- **ПРИВЕДЁННЫЙ ТЕКСТ**
>>>

MIA главная страница | Глав. стр. Иноязычной секции | Глав. стр. Русской секции | Маркс Энгельс архив
Оригинал находится на странице http://lugovoy-k.narod.ru/marx/marx.htm
Последнее обновление Май 2011г.
Мы подходим теперь к последней главе в истории германской революции: к столкновению Национального собрания с правительствами различных государств, особенно с прусским правительством, к восстанию в Южной и Западной Германии и его окончательному подавлению Пруссией.
Мы уже видели франкфуртское Национальное собрание за работой. Мы видели, как награждала его пинками Австрия, как оскорбляла его Пруссия, как отказывались повиноваться ему мелкие государства и как его дурачило его же собственное бессильное центральное «правительство», которое, в свою очередь, было одурачено всеми и каждым из властителей страны. Под конец дело приняло совсем угрожающий оборот для этого слабого, колеблющегося, ничтожного законодательного учреждения. Оно вынуждено было прийти к тому заключению, что «осуществлению высокой идеи германского единства грозит опасность»; это означало не больше не меньше как то, что Франкфуртскому собранию со всем, что оно совершило и собиралось совершить, по всей вероятности, предстоит вскоре исчезнуть без следа. Поэтому оно со всей серьезностью принялось за работу, чтобы возможно скорее завершить свое великое творение — «имперскую конституцию».

<<<

- **УКАЗАНИЕ**
Подхватите текст о германской революции и франкфуртском Национальном собрании и продолжите его сразу после последнего приведённого предложения.

- **ПЕРЕЧЕНЬ ДАННЫХ**

>>>

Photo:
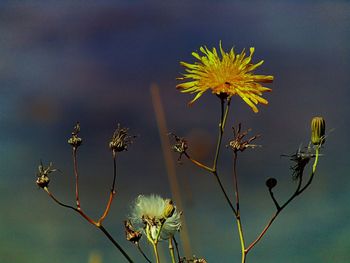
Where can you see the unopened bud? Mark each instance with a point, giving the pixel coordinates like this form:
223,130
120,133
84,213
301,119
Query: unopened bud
75,141
43,181
169,209
318,127
271,183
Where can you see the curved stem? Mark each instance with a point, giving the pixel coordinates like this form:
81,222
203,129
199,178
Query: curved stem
113,192
177,250
225,194
155,250
199,164
143,253
238,216
76,176
296,193
224,114
115,243
171,249
96,224
114,170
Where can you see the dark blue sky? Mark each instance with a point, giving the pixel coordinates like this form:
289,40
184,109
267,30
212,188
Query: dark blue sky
95,62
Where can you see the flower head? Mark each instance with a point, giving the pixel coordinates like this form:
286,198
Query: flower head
300,159
238,144
157,214
231,74
43,179
121,139
75,141
318,127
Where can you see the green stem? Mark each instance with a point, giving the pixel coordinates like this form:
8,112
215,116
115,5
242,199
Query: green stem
224,114
296,193
155,250
171,249
115,243
238,216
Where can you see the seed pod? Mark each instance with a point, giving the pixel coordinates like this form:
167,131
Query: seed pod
168,209
318,128
271,183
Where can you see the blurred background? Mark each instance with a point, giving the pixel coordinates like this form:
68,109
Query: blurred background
95,61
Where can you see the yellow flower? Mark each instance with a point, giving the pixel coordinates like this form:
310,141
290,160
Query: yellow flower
231,74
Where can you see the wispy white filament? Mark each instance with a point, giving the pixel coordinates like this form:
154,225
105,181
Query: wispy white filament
153,207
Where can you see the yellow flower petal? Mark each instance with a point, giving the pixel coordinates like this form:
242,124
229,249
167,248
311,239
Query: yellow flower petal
224,72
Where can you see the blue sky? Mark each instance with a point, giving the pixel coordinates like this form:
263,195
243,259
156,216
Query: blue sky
95,62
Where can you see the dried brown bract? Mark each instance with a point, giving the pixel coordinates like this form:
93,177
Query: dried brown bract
180,146
131,234
43,179
238,144
121,139
75,141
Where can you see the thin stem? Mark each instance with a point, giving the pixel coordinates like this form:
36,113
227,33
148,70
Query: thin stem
296,193
171,249
238,216
78,210
114,170
225,194
113,192
235,180
274,199
177,250
115,243
108,207
241,237
198,163
57,201
222,124
155,250
141,251
213,170
96,224
76,176
224,114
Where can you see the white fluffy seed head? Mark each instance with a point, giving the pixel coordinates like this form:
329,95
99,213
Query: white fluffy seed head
153,207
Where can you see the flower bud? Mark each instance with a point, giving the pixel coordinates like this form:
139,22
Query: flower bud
75,141
271,183
168,209
318,127
43,181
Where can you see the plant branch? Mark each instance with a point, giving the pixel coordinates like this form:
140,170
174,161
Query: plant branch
298,191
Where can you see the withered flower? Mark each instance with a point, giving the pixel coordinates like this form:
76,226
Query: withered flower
301,158
237,144
131,234
120,139
180,145
75,141
43,175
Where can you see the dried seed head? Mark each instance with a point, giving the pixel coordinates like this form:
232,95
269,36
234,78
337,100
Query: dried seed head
43,179
75,141
237,143
131,234
318,128
180,146
120,140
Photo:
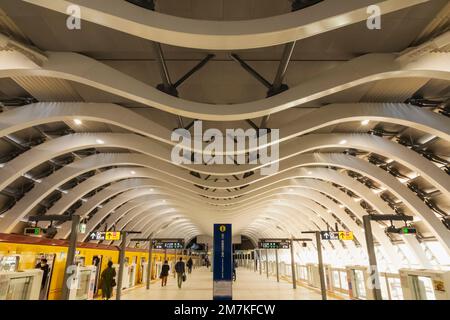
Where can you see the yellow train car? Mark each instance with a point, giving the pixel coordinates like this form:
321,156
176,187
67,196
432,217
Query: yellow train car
24,252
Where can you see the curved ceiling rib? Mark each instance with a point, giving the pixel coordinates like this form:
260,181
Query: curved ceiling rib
224,35
54,148
365,69
398,113
337,163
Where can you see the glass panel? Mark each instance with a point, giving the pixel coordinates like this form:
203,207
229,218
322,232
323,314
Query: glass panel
423,288
396,289
336,279
384,288
18,288
344,283
360,285
83,285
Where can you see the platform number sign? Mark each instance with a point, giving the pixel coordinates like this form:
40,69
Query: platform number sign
101,236
274,244
346,235
168,244
339,235
329,235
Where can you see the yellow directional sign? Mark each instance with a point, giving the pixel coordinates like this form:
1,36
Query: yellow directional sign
112,235
345,235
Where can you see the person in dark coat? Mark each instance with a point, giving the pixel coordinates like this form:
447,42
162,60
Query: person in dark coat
164,273
45,269
180,269
189,264
108,281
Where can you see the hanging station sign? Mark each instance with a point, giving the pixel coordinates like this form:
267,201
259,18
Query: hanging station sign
222,262
336,235
274,243
168,243
104,236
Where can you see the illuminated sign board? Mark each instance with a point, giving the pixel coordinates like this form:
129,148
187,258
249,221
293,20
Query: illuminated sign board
102,235
274,244
339,235
32,231
168,244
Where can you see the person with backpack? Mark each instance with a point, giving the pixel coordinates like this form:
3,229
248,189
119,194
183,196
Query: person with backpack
164,273
108,281
180,270
189,264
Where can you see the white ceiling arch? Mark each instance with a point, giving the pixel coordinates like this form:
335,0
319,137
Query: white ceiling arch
224,35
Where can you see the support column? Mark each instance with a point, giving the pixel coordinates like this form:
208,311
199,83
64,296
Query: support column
70,257
323,288
294,278
373,269
259,261
121,265
276,261
149,264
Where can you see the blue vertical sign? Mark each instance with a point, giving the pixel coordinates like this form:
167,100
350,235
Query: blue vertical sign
222,267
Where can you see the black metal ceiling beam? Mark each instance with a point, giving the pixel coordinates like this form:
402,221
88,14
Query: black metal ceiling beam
196,68
250,70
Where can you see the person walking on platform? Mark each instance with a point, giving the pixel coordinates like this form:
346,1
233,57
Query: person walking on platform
108,281
45,269
164,273
180,269
189,264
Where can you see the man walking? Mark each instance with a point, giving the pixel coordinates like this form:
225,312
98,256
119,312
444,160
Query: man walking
180,269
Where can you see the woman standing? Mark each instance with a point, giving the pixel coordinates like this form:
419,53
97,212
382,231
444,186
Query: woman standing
108,281
164,273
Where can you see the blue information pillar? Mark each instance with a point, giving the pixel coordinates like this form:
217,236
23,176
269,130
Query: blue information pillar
223,262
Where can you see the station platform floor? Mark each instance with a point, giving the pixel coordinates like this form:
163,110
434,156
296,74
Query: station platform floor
249,285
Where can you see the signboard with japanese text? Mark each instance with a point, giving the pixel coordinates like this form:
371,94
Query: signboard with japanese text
223,262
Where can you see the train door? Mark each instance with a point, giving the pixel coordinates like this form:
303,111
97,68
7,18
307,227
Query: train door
50,262
97,262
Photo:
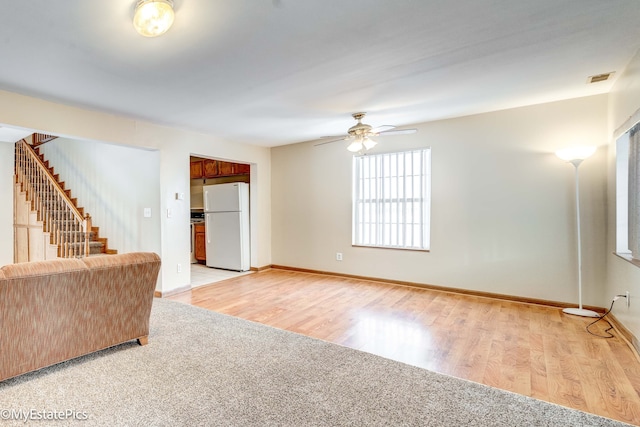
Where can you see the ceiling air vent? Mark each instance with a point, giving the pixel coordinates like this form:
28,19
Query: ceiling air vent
599,77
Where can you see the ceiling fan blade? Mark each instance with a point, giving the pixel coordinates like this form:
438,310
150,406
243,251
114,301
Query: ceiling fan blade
334,136
382,128
397,132
329,142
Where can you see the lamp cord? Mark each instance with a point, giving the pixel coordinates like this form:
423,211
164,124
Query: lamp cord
609,334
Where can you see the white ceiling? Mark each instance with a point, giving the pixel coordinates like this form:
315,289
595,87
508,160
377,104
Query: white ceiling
273,72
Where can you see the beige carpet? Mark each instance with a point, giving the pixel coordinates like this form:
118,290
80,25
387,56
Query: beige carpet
202,368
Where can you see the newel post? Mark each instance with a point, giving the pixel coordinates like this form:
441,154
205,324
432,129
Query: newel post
87,233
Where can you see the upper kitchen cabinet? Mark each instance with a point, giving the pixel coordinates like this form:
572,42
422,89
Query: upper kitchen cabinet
209,168
196,169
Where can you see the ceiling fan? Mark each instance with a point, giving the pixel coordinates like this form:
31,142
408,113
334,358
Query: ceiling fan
360,134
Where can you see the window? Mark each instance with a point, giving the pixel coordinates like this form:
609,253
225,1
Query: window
627,194
391,200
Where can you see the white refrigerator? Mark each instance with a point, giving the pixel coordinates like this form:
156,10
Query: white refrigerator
226,215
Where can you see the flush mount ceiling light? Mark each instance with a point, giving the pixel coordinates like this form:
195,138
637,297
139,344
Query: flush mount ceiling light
153,18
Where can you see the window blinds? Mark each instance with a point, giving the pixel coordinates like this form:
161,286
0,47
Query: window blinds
391,200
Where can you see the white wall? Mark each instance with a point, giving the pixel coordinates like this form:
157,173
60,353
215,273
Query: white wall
502,207
621,275
6,192
114,183
174,147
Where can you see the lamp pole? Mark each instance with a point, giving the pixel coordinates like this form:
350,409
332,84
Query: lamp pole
575,157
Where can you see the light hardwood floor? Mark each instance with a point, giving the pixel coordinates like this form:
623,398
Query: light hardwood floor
529,349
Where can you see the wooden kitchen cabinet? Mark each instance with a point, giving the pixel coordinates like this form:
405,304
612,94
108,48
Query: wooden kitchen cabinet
200,242
211,168
242,169
196,169
225,169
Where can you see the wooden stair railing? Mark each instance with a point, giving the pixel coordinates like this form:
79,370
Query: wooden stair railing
69,228
40,138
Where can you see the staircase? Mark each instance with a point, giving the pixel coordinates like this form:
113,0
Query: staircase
54,216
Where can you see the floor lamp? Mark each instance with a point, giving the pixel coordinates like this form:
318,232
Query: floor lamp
575,156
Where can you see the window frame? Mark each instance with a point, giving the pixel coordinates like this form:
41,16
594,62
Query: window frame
381,225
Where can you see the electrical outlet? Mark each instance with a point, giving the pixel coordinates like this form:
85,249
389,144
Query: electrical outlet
628,299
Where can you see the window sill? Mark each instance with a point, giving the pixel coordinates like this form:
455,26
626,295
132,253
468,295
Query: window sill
628,258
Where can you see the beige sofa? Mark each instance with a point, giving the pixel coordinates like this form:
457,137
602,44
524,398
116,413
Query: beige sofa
52,311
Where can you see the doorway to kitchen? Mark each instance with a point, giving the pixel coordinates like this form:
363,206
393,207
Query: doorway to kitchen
213,174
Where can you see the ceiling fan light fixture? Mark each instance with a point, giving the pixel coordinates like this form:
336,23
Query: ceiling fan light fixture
153,18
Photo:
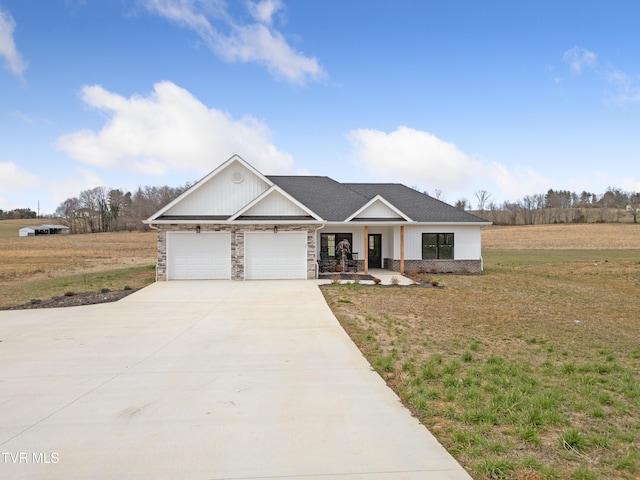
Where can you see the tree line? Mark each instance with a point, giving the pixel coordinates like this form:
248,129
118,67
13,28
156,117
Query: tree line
102,209
557,206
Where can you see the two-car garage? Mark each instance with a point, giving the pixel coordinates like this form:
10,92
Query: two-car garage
208,255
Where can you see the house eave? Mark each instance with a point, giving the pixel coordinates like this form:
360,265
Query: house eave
253,221
388,223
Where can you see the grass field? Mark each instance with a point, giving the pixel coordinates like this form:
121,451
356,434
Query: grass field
50,265
529,371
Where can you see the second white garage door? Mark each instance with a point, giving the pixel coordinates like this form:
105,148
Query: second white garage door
275,255
192,256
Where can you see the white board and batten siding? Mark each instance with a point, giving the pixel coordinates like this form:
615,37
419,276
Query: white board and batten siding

<<<

- **РЕЗУЛЬТАТ ЗАДАНИЯ**
Но тут возникло одно затруднение. Какова должна была быть исполнительная власть? Должен ли был быть ею исполнительный совет? Нет, это значило бы, рассуждало мудрое Собрание, сделать из Германии республику. «Президент?» Но ведь и это сводится к тому же. Значит, необходимо возродить старый императорский сан. Но так как императором, разумеется, должен стать кто-нибудь из монархов, то кто же именно будет императором? Очевидно, ни один из dii minorum gentium [второразрядных величин], начиная от князя Рейс-Грейц-Шлейц-Лобенштейн-Эберсдорфа и кончая королем Баварии, — ни Австрия, ни Пруссия не допустили бы этого. Итак, речь могла идти только об Австрии или Пруссии. Но кто же из этих двух? Несомненно, что при иных, более благоприятных обстоятельствах это высокое Собрание заседало бы до настоящего времени и все еще обсуждало бы эту важную дилемму, будучи не в силах прийти к тому или другому решению, если бы австрийское правительство не разрубило гордиев узел и таким образом не избавило Собрание от хлопот.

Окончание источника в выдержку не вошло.